Tim Ferriss: When you’re going into your oracle toolkit with the crystal ball and surveying the global landscape, are there any particular countries or cities that you think are worth examining or modeling that do a good job? I don’t know if Singapore would be an example.

Tobi Lütke: Yeah. It’s sort of Singapore, but also Stockholm is another one. What’s going on in Berlin is really interesting. But also, Shenzhen. I think visiting Shenzhen would be highly, highly –

Tim Ferriss: And that’s S-H-E-N-Z-H-E-N?

Tobi Lütke: Yeah, I think so. It’s exactly the kind of thing I have trouble with with dyslexia.

Tim Ferriss: Chinese is pretty hard for everyone who is not Chinese.

Tobi Lütke: But just because you go in the world’s biggest electronic markets, and you realize, “Hey, if I wake up early enough and make my goal ‘I’m going to build my own cell phone,’ I can be done by the end of the day by just getting components in this place.” And these buildings just don’t exist anywhere else in the world. And that kind of everything is possible attitude is also shared by everyone there. And it’s a really fascinating place. It’s really interesting. So I think that’s a place which figured it out.

Tim Ferriss: Yeah. That has sort of a silver lining on what could be a very large, systemic problem is that there are exemplars out there. There are cases to study. Tobi, this is so fun. I’m really glad that we ended up having the opportunity to cross paths yet again and sit down. Of course, people can find out more about Shopify at shopify.com. On Twitter, they can say hello to you @Tobi. And then, Twitter, Instagram, LinkedIn, of course, Shopify is on all of these platforms. And I’ll link to everything in the show notes. I also have a Reddit link here. And maybe you can explain what that is. There’s a shake of the head.

**LISTED ENTRIES**
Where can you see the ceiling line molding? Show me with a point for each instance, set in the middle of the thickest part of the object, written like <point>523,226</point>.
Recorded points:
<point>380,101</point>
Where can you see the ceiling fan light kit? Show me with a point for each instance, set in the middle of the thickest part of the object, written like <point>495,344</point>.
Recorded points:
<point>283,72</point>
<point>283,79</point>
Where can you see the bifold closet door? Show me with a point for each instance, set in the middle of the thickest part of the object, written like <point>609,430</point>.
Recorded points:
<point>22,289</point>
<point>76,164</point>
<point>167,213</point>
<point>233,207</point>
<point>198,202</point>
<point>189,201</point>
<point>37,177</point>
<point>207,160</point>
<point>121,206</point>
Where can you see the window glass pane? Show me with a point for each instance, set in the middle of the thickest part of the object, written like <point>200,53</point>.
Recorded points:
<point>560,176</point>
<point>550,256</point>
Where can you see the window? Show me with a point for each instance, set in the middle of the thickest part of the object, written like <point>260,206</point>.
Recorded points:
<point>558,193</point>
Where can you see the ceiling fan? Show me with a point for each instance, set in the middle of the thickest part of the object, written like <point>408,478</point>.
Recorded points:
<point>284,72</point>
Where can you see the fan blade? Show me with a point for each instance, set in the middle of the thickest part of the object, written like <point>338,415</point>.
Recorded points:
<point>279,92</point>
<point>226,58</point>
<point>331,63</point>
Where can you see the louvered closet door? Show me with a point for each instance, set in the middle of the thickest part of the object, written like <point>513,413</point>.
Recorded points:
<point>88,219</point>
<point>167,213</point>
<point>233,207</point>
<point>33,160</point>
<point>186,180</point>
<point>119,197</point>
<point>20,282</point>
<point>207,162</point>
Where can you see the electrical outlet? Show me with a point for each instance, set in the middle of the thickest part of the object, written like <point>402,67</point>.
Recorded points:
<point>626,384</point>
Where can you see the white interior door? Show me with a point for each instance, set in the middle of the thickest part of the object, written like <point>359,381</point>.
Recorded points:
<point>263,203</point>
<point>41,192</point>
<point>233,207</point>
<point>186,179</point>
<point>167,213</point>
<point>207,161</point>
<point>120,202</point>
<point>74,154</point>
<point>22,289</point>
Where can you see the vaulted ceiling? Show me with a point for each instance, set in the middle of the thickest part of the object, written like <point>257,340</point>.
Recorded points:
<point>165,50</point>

**PROBLEMS TO SOLVE**
**1)** Answer these questions from the transcript:
(a) Which city does Tim Ferriss offer as a possible example in his first question?
(b) What condition does Tobi Lütke say makes spelling a name like Shenzhen hard for him?
(c) What Twitter handle does Tim Ferriss give for saying hello to Tobi?
**2)** Return the passage of the transcript starting with "Tim Ferriss: When" and going on through "And that’s S-H-E-N-Z-H-E-N?", copied word for word.

**SOLUTIONS**
**1)**
(a) Singapore
(b) Dyslexia
(c) @Tobi

**2)**
Tim Ferriss: When you’re going into your oracle toolkit with the crystal ball and surveying the global landscape, are there any particular countries or cities that you think are worth examining or modeling that do a good job? I don’t know if Singapore would be an example.

Tobi Lütke: Yeah. It’s sort of Singapore, but also Stockholm is another one. What’s going on in Berlin is really interesting. But also, Shenzhen. I think visiting Shenzhen would be highly, highly –

Tim Ferriss: And that’s S-H-E-N-Z-H-E-N?